- _Instructions_:
[a] In the blog post on personal data, freedom, and value creation, what two models does the author use for thinking about personal data storage and interchange?
[b] Please continue the blog post on personal data, freedom, and value creation, starting right after its last sentence.

=== Passage shown ===

Personal Data, Freedom, and Value Creation

Phil Windley // Thu Apr 29 14:31:00 2010 // data economics pds privacy

Image by mkrigsman via Flickr

Data is big business. Whether its demographics or FICO score, people know things about you and sell it to people who want know about you. If you're read my blog post on the Power of Pull (or listened to the podcast) then you know that I believe we haven't even scratched the surface of where data exchange is going. As more and more of our life goes online there will be more and more semantic, structured data available about every aspect of our lives.

For example, your golf clubs will automatically register your strokes, power, and so on. Your toilet will automatically analyze your waste and register the results. You purchases (even those made offline) will be collected and collated. Is this kind of world scary or not? It depends. If all of this is being done without your involvement, permission, or visibility then it can be very scary. On the other hand, if this kind of personal data ends up in your very own personal data store and you (or agents acting on your behalf) can decide when, where, and for what purpose it's used, then not so much. In fact it could be the source of increased wealth and quality of life for everyone.

Whether or not it does result in increased wealth depends a lot on how it's done. We could create personal data storage and interchange in a couple of different ways. I like to think of these models as railroads and highways.

When they came about in the mid-1800's, the railroads were a better way of transporting goods and people than the previously existing methods by several orders of magnitude. Suddenly a trip across the continent that previously took months and involved great personal peril could be accomplished in day at relative ease. Whole businesses came into being based on the ability to ship goods around cheaply (remember Sears Robuck?).

But railroads have disadvanteges. For one, they require huge capital investments to create. Consequentlty the owners get to make the decisions about how they're used and most of the wealth that is generated ends up concentrated in relatively few hands. That investment in infrastructure also means the new and better ideas in how to move things around are expensive to try and consequently most of them end up as only dreams.

Railroads stand in contrast to the US Interstate Highway System. Sure it is held in common and thus represents a shared investment, but that's not really the point. We could nationalize the railroads but that wouldn't mitigate the disadvantages I speak to above. The interstates have created a situation where individuals can, with a relatively small investment start a trucking or bussing company, try out new business models, and create wealth for themselves, their investors, and their families. Moreover, the interstates enable great personal freedom for people to travel where they want, when they want, in relative anonymity.

=== Data provided ===

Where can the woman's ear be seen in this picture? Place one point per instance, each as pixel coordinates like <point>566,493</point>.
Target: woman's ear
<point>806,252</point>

===

- _Exercise results_:
[a] Railroads and highways.

[b]
There are several important differences between railroads and highways that enable these benefits:

Highways are distributed and require almost no centralized control
Anyone who meets certain minimal requirements (mostly licensing and safety) can use them
Standards ensure that a truck built in Michigan can be used on highways in Utah and that I can buy fuel, tires and other consumables with little worry about interoperability.

We need to ensure that the personal data services that get set up over the next several years are more like highways than railroads. I'm not suggesting a huge public works project since the Internet serves for transport. More important are adhering to the three ideas I list above.

The PDS infrastructure should be designed in a way that requires minimal or no centralized control. We may need naming and discovery and that typically involves a few organizations have disproportiate control over those aspects, but the Internet has taught us a lot about governance in those areas.
The design ought to be such that anyone can implement all or part of the service on their own and have it interoperate with others. This implies that there's no lock-in advantage to other providers int he ecosystem. Fedex and UPS don't have lock-in based on where their trucks go, etc. They compete on terms and service, not by capturing customers. There shouldn't be "approval" by a central authority, although there will certainly be (already are) regulations and trust frameworks.
The standards ought to be open and non-proprietary. User should be able to swap out any piece of the service with another provider of the same type of service without retooling.

I think that personal data services have the promise of creating great wealth and inproving quality of life. However, done wrong there will be huge pushback and those benefits will be lost or delayed for years.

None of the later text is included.